YOUR GOAL:
Each line of the records below that contains "patterned" needs to be copied.

Collection entries:
──────

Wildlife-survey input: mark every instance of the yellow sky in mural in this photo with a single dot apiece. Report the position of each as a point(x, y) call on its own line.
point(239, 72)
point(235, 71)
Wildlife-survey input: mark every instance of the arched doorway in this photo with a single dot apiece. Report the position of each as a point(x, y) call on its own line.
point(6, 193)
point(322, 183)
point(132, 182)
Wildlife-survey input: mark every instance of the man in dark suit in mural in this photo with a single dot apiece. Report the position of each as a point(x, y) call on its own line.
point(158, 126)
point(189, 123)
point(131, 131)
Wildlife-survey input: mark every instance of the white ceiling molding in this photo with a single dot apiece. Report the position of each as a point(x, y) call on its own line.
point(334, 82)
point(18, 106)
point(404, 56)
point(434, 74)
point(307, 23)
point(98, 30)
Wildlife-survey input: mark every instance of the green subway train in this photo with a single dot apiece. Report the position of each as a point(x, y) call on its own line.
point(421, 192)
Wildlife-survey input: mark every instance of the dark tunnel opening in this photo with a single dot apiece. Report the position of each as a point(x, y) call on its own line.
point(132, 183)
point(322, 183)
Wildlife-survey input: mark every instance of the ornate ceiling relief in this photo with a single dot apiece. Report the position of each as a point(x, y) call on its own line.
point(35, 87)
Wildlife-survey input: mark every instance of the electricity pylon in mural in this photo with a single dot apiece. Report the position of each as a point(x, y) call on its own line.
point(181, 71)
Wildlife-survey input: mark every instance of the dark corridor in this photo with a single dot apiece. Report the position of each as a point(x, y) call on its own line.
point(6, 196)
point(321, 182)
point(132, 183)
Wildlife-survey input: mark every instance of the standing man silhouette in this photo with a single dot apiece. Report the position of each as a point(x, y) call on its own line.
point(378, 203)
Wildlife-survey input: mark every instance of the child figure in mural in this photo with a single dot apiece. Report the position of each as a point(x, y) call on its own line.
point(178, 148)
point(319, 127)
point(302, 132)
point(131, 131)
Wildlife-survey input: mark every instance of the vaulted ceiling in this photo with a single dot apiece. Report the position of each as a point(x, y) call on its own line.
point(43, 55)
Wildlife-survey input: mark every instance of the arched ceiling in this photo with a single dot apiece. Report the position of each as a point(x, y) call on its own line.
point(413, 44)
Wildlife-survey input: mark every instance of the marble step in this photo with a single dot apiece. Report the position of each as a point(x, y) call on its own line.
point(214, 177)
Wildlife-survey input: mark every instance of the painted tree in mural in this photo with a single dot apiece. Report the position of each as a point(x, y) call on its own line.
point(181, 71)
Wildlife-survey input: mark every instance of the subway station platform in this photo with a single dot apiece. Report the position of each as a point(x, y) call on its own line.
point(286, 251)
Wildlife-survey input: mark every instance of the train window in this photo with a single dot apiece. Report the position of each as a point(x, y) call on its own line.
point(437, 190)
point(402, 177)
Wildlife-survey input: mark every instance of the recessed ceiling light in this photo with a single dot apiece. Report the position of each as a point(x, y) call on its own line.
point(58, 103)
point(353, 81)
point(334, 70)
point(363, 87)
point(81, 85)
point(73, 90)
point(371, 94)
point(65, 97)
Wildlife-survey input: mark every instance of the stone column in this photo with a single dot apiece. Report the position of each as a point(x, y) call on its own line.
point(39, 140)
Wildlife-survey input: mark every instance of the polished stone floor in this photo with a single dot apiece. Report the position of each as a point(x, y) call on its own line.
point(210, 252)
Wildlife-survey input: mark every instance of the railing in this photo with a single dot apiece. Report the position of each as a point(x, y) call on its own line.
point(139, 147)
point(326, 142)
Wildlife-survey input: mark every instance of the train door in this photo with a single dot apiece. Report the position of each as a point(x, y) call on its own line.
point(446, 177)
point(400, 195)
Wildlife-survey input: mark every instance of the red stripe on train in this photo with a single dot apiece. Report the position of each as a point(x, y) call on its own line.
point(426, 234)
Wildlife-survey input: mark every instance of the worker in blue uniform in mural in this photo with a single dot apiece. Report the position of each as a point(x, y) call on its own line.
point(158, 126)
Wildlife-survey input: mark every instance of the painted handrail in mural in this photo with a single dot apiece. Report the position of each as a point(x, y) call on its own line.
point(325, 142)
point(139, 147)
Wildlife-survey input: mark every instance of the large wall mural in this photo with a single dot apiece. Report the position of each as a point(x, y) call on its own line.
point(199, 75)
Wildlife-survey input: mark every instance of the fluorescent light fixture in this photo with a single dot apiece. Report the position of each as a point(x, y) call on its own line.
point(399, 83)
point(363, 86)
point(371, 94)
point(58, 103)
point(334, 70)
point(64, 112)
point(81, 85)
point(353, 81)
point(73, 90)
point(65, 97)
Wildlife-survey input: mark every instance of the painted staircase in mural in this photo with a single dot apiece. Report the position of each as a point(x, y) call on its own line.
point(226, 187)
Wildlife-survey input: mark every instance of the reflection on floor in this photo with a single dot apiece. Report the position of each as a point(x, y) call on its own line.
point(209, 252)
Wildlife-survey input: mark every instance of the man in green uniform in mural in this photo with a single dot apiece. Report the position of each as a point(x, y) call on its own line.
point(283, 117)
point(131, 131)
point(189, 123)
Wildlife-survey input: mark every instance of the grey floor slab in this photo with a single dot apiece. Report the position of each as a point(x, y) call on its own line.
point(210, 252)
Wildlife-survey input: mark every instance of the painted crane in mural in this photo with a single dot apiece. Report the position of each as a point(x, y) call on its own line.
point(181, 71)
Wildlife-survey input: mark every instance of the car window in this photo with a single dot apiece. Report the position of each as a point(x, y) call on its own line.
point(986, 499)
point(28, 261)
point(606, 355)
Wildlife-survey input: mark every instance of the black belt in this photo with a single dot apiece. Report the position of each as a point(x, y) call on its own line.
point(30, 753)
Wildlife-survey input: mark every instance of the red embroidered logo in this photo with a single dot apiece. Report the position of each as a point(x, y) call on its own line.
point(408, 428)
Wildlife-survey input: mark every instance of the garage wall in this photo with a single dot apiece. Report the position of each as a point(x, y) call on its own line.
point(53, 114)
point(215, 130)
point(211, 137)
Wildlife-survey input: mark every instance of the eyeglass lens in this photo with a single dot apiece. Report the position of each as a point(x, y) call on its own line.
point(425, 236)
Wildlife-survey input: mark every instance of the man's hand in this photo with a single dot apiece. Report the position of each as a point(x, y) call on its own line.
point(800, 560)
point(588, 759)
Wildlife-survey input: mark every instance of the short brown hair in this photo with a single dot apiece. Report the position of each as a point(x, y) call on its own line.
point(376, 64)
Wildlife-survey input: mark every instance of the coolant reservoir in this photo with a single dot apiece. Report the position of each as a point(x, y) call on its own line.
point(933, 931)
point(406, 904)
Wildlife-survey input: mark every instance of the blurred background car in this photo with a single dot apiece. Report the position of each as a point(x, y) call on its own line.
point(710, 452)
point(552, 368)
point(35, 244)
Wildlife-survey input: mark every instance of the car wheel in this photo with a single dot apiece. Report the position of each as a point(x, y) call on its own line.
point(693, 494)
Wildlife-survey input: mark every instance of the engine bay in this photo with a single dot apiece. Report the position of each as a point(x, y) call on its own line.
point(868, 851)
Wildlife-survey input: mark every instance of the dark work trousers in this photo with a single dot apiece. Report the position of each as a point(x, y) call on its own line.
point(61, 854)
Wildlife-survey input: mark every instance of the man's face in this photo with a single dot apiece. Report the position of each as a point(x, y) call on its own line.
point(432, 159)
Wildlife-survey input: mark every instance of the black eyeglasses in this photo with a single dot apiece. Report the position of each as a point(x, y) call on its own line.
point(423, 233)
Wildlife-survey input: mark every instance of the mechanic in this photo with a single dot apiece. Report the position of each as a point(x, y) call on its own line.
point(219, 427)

──────

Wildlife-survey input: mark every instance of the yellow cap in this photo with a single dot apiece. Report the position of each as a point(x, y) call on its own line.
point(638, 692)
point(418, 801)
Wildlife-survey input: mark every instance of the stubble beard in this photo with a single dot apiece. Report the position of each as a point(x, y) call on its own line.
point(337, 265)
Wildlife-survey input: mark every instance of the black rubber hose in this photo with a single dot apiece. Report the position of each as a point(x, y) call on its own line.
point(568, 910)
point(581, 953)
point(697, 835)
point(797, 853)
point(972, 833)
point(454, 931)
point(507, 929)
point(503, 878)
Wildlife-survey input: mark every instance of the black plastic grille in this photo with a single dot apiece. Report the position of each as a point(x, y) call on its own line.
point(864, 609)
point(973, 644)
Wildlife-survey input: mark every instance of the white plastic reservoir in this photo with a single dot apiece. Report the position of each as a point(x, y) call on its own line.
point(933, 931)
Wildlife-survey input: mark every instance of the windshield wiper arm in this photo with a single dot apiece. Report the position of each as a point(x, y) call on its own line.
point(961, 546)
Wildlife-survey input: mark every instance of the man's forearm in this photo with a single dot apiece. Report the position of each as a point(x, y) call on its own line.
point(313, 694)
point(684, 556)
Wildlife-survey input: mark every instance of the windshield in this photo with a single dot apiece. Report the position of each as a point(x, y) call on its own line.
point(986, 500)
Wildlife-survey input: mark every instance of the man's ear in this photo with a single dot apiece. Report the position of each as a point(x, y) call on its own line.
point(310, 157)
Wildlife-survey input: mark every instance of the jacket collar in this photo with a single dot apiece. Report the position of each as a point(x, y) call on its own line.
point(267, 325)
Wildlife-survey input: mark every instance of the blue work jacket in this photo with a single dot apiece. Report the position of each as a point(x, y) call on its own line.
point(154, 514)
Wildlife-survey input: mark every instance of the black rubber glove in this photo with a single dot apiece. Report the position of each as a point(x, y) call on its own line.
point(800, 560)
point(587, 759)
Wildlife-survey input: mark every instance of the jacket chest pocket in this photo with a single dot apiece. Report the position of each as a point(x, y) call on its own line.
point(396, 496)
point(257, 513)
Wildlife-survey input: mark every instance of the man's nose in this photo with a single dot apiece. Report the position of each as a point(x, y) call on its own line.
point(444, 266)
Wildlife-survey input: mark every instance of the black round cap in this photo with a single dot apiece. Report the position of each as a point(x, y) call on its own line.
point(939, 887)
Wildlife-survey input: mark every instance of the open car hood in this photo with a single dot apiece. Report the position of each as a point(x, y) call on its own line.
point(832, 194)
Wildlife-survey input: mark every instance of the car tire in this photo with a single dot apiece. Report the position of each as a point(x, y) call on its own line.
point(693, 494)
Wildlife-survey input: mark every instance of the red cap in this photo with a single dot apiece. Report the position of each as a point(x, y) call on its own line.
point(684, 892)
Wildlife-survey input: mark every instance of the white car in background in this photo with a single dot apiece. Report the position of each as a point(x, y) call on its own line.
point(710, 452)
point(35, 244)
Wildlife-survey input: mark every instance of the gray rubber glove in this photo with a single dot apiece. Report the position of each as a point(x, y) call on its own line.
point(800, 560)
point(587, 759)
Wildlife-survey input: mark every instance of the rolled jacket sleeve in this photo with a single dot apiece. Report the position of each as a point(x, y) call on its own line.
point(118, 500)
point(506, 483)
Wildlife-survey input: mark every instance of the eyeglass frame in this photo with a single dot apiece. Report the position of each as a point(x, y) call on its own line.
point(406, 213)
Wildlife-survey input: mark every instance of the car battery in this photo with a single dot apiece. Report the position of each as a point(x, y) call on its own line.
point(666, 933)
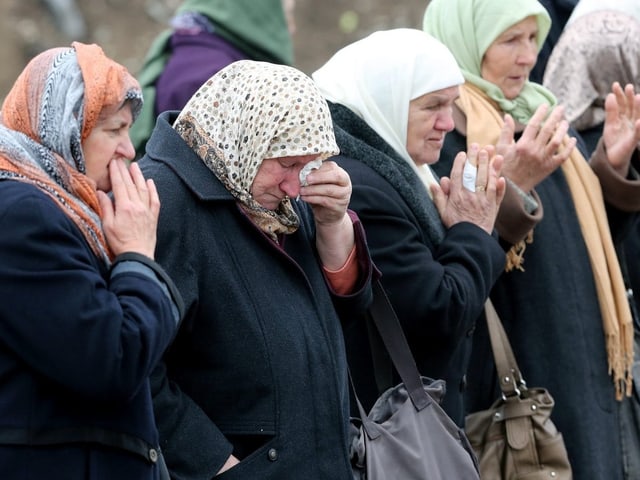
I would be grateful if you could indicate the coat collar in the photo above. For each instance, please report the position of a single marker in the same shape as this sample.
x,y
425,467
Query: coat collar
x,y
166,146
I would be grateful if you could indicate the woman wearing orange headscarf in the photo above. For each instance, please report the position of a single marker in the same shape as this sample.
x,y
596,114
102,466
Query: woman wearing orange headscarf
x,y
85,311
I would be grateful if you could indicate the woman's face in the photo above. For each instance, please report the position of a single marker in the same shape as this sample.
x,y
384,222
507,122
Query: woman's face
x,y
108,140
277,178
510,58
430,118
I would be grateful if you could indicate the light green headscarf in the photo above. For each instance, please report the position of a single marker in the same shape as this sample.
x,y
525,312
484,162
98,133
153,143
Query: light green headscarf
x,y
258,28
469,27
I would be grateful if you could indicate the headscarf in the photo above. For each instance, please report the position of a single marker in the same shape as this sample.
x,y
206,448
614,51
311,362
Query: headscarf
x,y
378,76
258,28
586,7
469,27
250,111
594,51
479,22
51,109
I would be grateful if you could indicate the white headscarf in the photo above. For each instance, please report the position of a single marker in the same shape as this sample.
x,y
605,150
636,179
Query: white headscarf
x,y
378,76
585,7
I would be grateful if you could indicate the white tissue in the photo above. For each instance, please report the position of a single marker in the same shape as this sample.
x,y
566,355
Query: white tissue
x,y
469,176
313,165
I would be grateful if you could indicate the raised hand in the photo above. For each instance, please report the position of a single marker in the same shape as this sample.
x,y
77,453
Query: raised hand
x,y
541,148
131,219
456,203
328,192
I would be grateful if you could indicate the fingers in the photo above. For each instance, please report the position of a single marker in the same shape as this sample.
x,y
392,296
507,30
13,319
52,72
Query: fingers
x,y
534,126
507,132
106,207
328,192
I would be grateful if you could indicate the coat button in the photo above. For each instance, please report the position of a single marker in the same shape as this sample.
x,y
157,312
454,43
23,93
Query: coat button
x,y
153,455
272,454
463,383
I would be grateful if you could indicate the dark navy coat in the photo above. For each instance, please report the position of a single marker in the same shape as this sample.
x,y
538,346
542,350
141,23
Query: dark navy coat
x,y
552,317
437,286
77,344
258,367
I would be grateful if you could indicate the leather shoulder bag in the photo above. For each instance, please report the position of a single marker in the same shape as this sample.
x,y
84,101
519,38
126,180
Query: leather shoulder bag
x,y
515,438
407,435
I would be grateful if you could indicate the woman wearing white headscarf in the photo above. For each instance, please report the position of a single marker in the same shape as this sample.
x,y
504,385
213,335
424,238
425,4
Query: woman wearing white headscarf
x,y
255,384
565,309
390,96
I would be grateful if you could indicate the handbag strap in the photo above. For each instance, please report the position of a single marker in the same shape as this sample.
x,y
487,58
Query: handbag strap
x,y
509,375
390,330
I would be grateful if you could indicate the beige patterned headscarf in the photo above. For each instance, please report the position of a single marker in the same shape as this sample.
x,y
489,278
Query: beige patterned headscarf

──────

EXERCISE ANSWER:
I would be grateful if you could indicate the beige patterned headscarf in the photo above. For each instance, please report the position of a single marker in the same shape as this sample.
Query: beige patterned headscarf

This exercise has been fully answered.